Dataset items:
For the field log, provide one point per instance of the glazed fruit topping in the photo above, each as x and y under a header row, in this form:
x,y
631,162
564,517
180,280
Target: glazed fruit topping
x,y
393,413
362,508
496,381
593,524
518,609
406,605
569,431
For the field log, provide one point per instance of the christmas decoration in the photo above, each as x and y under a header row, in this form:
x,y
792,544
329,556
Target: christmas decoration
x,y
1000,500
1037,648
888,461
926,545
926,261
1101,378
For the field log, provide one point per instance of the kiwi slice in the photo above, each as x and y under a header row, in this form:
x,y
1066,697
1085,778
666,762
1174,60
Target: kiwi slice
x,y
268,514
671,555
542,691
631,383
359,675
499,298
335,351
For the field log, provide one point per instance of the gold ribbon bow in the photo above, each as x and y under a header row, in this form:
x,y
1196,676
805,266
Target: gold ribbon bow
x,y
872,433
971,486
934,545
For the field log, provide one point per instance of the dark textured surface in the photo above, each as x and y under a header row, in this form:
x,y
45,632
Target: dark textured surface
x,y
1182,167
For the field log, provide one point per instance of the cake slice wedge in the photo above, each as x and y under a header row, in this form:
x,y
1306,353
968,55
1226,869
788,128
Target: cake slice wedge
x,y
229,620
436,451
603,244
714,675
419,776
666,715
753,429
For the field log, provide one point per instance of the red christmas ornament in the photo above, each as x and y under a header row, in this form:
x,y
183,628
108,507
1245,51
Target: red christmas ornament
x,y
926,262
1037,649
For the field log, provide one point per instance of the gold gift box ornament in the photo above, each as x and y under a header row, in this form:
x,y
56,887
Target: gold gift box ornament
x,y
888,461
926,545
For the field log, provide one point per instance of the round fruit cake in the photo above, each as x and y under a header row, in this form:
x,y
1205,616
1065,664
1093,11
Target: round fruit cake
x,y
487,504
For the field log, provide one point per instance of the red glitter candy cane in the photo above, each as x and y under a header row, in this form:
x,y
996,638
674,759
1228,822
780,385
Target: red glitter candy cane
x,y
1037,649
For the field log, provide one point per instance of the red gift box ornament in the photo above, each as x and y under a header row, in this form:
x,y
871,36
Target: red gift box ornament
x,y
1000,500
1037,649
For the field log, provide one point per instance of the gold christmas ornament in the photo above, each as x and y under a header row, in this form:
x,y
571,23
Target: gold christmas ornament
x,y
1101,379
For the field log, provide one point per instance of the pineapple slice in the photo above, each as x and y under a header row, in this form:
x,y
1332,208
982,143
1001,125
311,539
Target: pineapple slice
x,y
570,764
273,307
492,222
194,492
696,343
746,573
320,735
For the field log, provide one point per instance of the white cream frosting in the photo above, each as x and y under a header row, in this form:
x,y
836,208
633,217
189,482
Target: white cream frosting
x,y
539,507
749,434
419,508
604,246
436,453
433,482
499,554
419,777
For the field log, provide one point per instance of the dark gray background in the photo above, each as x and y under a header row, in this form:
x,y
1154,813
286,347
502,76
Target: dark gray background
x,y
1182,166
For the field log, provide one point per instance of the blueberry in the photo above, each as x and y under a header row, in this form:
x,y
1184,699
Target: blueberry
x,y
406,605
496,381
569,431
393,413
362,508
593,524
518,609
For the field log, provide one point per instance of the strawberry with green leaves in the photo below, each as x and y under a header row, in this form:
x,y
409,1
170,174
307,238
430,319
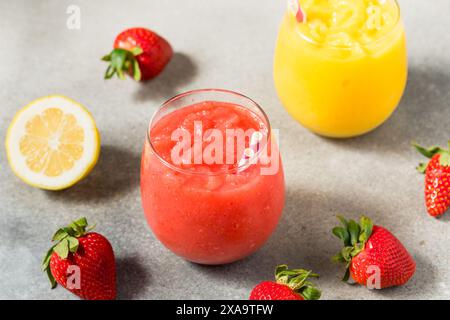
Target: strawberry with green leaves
x,y
139,52
373,256
289,284
437,178
82,262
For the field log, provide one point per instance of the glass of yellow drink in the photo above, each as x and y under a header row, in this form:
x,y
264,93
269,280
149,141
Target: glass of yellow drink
x,y
341,66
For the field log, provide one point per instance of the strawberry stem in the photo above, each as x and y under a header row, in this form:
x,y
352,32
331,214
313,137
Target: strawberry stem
x,y
444,159
123,61
66,242
297,280
354,236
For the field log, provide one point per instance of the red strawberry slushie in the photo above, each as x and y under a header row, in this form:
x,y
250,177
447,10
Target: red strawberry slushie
x,y
207,204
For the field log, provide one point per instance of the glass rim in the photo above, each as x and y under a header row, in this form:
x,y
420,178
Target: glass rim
x,y
232,170
337,47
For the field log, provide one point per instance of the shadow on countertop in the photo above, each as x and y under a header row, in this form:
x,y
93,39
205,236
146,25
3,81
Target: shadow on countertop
x,y
423,115
117,172
299,243
132,278
179,72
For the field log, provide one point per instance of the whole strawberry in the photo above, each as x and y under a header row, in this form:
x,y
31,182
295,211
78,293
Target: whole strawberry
x,y
289,285
373,256
82,262
437,179
140,52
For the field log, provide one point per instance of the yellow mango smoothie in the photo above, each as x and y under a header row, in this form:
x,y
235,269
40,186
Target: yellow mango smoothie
x,y
340,66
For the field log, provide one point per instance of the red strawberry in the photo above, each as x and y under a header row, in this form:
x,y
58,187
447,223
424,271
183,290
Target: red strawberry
x,y
82,262
139,52
374,257
437,179
290,285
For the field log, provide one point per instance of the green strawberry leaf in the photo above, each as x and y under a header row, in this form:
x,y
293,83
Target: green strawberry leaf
x,y
62,249
427,152
66,242
342,234
358,235
311,293
343,221
136,51
353,229
297,280
73,244
444,159
59,235
422,167
51,278
366,229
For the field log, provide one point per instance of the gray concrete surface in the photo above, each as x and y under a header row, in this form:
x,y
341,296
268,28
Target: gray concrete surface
x,y
225,44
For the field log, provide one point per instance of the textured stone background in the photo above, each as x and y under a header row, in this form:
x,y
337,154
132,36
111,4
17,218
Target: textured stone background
x,y
226,44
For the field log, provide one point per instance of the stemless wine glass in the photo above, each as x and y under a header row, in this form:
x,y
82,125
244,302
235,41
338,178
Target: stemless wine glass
x,y
211,213
340,66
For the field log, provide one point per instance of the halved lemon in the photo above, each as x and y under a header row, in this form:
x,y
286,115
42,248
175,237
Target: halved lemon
x,y
52,143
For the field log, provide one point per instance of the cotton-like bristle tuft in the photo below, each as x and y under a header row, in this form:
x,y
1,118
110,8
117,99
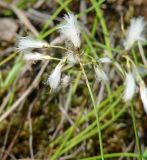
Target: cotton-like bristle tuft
x,y
101,75
65,81
71,58
55,77
130,86
26,43
70,29
143,94
135,32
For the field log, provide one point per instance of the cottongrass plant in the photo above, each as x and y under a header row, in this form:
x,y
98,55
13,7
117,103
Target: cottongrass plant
x,y
70,29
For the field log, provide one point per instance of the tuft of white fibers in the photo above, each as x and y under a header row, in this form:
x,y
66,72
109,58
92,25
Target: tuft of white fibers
x,y
130,86
55,77
26,43
71,58
35,56
135,32
143,94
70,29
101,75
105,60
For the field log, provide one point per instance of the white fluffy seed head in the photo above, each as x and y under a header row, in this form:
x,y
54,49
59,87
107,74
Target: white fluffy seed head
x,y
143,94
34,56
70,29
101,75
26,43
135,32
65,81
130,86
55,77
71,58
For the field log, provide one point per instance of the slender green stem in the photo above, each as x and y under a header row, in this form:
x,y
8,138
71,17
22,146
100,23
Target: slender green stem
x,y
135,131
112,155
60,47
94,105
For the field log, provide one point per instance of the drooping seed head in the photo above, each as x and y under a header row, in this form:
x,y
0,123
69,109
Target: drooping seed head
x,y
70,29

◆ EXERCISE PROMPT
Write out all of the records above word for word, leaving the pictures out.

◆ TASK SOLUTION
For the field log, provide one point per instance of the glazed fruit topping in the photo above, each as x and y under a header row, in this form:
x,y
631,162
564,517
180,280
Target: glazed fruit topping
x,y
393,413
362,508
496,381
593,524
518,609
406,605
569,431
For the field log, provide one point per instance of the christmas decoration in the photo above, each as x and y under a header row, in this form:
x,y
792,544
329,556
Target: christmas decoration
x,y
1000,500
1037,648
888,461
926,545
926,261
1101,378
For the field log, provide one point per instance of the kiwi slice in the photo above, each as x and y under a header row, in this form:
x,y
1066,697
1085,778
666,762
1174,60
Target: kiwi slice
x,y
268,514
671,555
542,691
631,383
359,675
499,298
335,351
For the field log, provide one point per instance of the gold ribbon bow in the photo above, each as x and y under a header row, in this form:
x,y
1196,676
805,266
Target: gold ribbon bow
x,y
872,433
971,486
934,545
For the field log, provide one point per instance of the dark textured surface in the photo above, each as x and y under a header row, in this form:
x,y
45,632
Target: dark textured surface
x,y
1182,167
For the field log, provide one point per instance of the cake slice wedge in the photo above, each as x and y under a header row, in this form:
x,y
1306,353
968,55
1226,869
788,128
Target: cake slice wedge
x,y
229,620
436,451
603,244
714,675
419,776
666,715
753,429
For the field log, provide one point per instance of the red christmas ornament in the photo above, each as x and y under a header row, in this form:
x,y
183,628
108,507
1245,51
Target: red christmas ornament
x,y
926,262
1037,649
For the field log, provide one point per instance of the gold gift box ornament in the photo above, each as x and y under a header row, in this form:
x,y
56,887
Target: gold gift box ornament
x,y
888,461
926,545
For the field log, provide one point per instance of the round fruit cake in the photo above, each as x and y under a header row, in this form:
x,y
1205,616
1065,664
1093,11
Target: round fruit cake
x,y
487,504
For the field log, provide one point per instance of the red glitter candy cane in the photo above, each as x and y under a header row, in this form:
x,y
996,638
674,759
1228,822
780,385
Target: red glitter candy cane
x,y
1037,649
For the field log, provide one point per instance of the red gift box ornament in the photo above, each as x and y under a header row, in this form:
x,y
871,36
Target: red gift box ornament
x,y
1000,500
1037,649
For the field log, provide one point per instance of the gold christmas ornament in the photo above, each as x and y under a header row, in this form:
x,y
571,23
Target: gold christmas ornament
x,y
1101,379
For the field log, provide one point per instance of the pineapple slice in the photo above, each as x and y under a header row, in this form:
x,y
1332,208
982,143
1001,125
311,539
Target: pineapple slice
x,y
570,764
273,307
492,222
194,492
696,343
746,573
320,735
For the field log, provide one point per instance of the white cream frosting in the photo above, each as x and y under a header row, in this form:
x,y
836,208
633,217
189,482
Target: white cream frosting
x,y
539,507
749,434
419,508
604,246
436,453
433,482
499,554
419,777
For the field log, provide one point per instance of the dark gray background in the photo above, each as x and y under a header row, in this form:
x,y
1154,813
286,347
502,76
Target: dark gray background
x,y
1182,166
For the field log, provide one point per instance of the blueberry in the photo above, each as x and y under a header row, in this form:
x,y
1184,699
Target: blueberry
x,y
406,605
496,381
569,431
393,413
362,508
593,524
518,609
For the field log, provide one point per instance of the strawberry with green leaves in the photo below, each as x and y under a header row, in this form:
x,y
409,1
170,174
307,238
430,319
Target: strawberry with green leaves
x,y
139,52
373,256
289,284
437,178
82,262
For the field log, provide one point per instance of the glass of yellow drink in the photo above, each as x and y under a header row, in this form:
x,y
264,93
269,280
149,141
Target: glass of yellow drink
x,y
341,66
For the field log, provide one point per instance of the strawberry stem in the photo above, each as x and y under a header row, in this form:
x,y
352,32
331,214
313,137
Target: strawberry stem
x,y
444,159
123,61
66,242
297,280
354,236
For the field log, provide one point per instance of the red strawberry slushie in the photo above, each as x and y under a header row, in this form:
x,y
250,177
447,10
Target: red strawberry slushie
x,y
207,204
For the field log, provide one point per instance of the glass rim in the photo above, each as x and y under a header row, in this form:
x,y
420,178
Target: glass rim
x,y
232,170
337,47
For the field log, provide one point per instance of the shadow on countertop in the photo above, each as x and y under a header row, in this form:
x,y
93,39
205,236
146,25
3,81
Target: shadow on countertop
x,y
423,115
117,172
299,243
132,278
179,72
For the field log, provide one point per instance of the whole strawberry in the photo above, each as x and y under a header row, in this form:
x,y
31,182
295,211
78,293
Target: whole strawberry
x,y
289,285
373,256
82,262
437,179
140,52
For the field log, provide one point per instance of the yellow mango smoothie in the photo above, each as x and y under a header row, in this form:
x,y
235,269
40,186
Target: yellow mango smoothie
x,y
340,66
For the field log, provide one point per instance of the red strawberry in the photo above, each as x and y under a header row, in this form:
x,y
58,187
447,223
424,271
183,290
Target: red strawberry
x,y
82,262
139,52
374,257
437,179
290,285
For the field log, provide one point per instance of the green strawberry leaf in the photo above, each as x and y under a header row, in this form:
x,y
293,83
Target: green strawberry leaf
x,y
62,249
427,152
66,242
342,234
358,235
311,293
343,221
136,51
353,229
297,280
73,244
444,159
59,235
422,167
51,278
366,229
For the field log, provide one point per instance of the gray concrete surface in the photo above, each as x and y under a header row, in this form:
x,y
341,296
268,28
Target: gray concrete surface
x,y
225,44
For the field log, provide one point per instance of the textured stone background in the photo above, each as x and y under a header row, in this form:
x,y
337,154
132,36
111,4
17,218
Target: textured stone background
x,y
226,44
For the field log, provide one point per instance of the stemless wine glass in the photo above, each as x and y under a header row, in this form:
x,y
82,125
244,302
235,41
338,178
Target: stemless wine glass
x,y
211,213
340,66
For the field log, provide one point per instance of the halved lemon in the photo above, each as x and y under a header row, in this form:
x,y
286,115
42,248
175,237
Target: halved lemon
x,y
52,143
For the field log, provide one point per instance of the cotton-like bristle tuft in the photo below, each as x and y under a header row, in this form:
x,y
1,118
110,8
117,99
Target: cotton-like bristle tuft
x,y
101,75
65,81
71,58
55,77
130,86
26,43
70,29
143,94
135,32
For the field log, provide one point per instance of the cottongrass plant in the photo above, each as x and y under a header row, in this form:
x,y
98,55
13,7
117,103
Target: cottongrass plant
x,y
70,29
For the field log, provide one point per instance of the tuft of white fibers in the photo above, each as x and y under a header row, in this form:
x,y
66,72
109,58
92,25
Target: tuft of white fibers
x,y
130,86
55,77
26,43
71,58
35,56
135,32
143,94
70,29
101,75
105,60
For the field log, provide one point per instance of the white fluffy seed head in the photo above, each as x and y under a header row, in this form:
x,y
54,49
59,87
107,74
Target: white fluffy seed head
x,y
143,94
34,56
70,29
101,75
26,43
135,32
65,81
130,86
55,77
71,58
For the field log, provide one point per instance of the slender green stem in the photo above, each as x and y under a header row, in this form:
x,y
8,138
71,17
22,146
100,23
Target: slender green stem
x,y
135,131
112,155
60,47
94,105
For the field log, provide one point per instance of the drooping seed head in the photo above, each as x and y under a header row, in this form:
x,y
0,123
69,109
Target: drooping seed head
x,y
70,29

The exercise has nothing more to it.